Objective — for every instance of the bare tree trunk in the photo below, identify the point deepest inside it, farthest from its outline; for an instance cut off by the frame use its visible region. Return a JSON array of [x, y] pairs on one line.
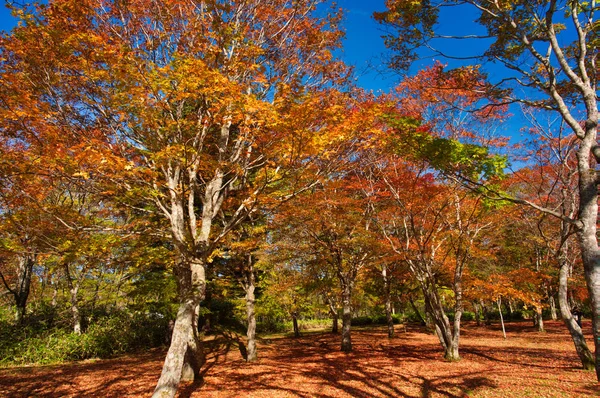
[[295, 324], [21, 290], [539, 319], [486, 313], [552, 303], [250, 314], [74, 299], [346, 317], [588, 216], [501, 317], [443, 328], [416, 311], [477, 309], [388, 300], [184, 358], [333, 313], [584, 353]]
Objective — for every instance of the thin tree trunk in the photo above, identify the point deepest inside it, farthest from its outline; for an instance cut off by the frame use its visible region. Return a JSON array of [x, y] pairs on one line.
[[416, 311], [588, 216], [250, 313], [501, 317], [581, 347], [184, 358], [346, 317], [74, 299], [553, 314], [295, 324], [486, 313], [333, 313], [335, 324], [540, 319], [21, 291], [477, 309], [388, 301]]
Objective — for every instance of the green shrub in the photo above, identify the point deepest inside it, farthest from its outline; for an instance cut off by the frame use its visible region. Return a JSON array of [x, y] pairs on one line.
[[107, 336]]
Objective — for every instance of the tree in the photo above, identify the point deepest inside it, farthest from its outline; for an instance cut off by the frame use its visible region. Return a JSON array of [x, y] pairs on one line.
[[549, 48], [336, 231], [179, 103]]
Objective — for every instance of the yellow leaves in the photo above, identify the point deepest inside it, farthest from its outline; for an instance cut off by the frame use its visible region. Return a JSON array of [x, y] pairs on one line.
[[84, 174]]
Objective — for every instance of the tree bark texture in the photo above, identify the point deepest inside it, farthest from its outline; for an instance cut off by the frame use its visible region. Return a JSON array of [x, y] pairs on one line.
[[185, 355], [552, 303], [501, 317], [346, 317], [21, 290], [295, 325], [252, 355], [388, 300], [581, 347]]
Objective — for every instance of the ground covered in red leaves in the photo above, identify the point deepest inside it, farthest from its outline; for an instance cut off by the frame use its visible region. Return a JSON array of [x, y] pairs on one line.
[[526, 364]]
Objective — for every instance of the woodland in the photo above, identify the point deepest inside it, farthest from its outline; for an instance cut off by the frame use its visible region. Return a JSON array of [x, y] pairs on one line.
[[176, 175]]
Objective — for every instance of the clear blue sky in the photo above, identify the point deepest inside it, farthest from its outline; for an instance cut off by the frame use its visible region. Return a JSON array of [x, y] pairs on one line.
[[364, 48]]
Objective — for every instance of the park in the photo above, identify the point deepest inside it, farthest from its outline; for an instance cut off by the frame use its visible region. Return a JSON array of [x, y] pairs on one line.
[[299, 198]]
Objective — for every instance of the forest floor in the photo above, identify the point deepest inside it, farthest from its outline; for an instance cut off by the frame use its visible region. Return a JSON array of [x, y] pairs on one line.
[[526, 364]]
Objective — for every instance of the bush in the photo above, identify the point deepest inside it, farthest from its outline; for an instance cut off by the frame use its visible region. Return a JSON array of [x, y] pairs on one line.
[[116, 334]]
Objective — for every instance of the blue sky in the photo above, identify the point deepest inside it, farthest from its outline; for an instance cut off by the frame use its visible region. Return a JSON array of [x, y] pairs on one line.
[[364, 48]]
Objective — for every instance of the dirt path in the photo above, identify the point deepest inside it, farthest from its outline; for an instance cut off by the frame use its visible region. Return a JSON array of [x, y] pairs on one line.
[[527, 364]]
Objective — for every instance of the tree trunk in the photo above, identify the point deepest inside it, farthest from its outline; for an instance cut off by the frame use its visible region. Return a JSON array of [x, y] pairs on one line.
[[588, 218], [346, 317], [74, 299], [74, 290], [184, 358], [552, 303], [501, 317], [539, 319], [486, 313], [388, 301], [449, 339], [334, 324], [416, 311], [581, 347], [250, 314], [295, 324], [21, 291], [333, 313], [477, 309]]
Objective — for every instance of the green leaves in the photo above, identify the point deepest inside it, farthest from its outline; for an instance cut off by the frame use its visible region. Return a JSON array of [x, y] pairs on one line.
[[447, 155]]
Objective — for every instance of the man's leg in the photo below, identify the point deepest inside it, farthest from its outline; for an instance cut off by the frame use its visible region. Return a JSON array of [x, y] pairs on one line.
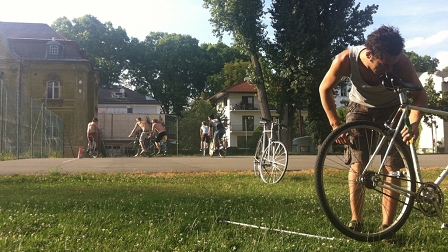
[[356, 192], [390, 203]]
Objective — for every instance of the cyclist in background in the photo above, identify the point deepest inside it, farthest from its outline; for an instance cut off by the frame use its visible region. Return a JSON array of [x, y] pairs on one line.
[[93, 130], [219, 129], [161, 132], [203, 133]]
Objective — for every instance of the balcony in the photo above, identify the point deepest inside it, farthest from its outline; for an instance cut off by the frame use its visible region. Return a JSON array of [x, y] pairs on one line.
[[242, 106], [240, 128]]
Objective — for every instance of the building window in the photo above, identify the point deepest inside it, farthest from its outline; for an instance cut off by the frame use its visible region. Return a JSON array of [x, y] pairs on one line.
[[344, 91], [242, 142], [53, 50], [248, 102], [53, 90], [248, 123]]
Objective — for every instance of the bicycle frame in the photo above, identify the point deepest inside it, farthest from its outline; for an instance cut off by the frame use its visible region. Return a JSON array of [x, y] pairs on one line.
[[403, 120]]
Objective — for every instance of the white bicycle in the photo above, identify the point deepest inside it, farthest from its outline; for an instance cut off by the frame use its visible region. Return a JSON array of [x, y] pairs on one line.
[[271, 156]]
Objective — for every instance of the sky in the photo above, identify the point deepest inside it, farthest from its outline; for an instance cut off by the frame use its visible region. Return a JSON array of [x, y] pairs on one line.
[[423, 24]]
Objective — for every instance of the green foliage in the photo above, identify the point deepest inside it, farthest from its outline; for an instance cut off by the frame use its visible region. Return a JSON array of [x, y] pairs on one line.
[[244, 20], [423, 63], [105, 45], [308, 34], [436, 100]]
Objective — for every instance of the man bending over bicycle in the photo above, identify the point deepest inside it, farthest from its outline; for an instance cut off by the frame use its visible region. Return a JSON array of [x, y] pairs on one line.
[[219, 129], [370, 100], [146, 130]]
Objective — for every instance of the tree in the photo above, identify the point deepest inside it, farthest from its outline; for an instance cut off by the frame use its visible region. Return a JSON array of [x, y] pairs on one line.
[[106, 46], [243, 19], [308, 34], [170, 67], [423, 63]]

------------------------------------

» **WRITTEN INSTRUCTION**: Return everything from the line containing "Objective — for every instance of the dirt" down to the line containing "313], [477, 309]]", both included, exactly as they appear in the records.

» **FINISHED ANSWER**:
Objective — for every instance of the dirt path in the photo above, identify the point deepest inside it, farthest from its outline; for an instance cut off by the frame use its visible region. Return a JSON array of [x, y] pairs on one line.
[[527, 364]]
Objective — for every instance of the tree trunk in the photo above, identify the point deepest inside it, farthest from its outline; for an instance cut off by the frame use its visible region. Return a JSON array of [x, y] pairs on one line.
[[588, 218], [346, 317], [74, 299], [74, 290], [184, 358], [552, 303], [501, 317], [539, 319], [486, 313], [388, 301], [449, 339], [334, 324], [416, 311], [581, 347], [250, 314], [295, 324], [21, 291], [333, 313], [477, 309]]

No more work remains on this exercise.